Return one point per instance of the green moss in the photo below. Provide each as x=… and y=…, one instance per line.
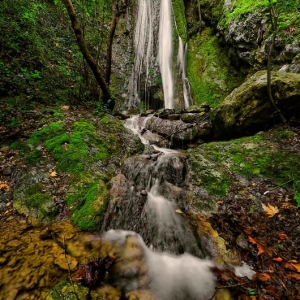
x=179, y=14
x=215, y=165
x=67, y=291
x=287, y=11
x=209, y=70
x=34, y=157
x=35, y=202
x=87, y=202
x=35, y=198
x=72, y=151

################

• What to do: Write out all of the data above exactly, without any of its pictures.

• Expected answer:
Return one point per instance of the green moss in the photo below. Provide each as x=… and y=…, one instance per line.
x=179, y=14
x=215, y=165
x=67, y=291
x=287, y=11
x=209, y=70
x=34, y=157
x=35, y=202
x=87, y=202
x=35, y=198
x=72, y=151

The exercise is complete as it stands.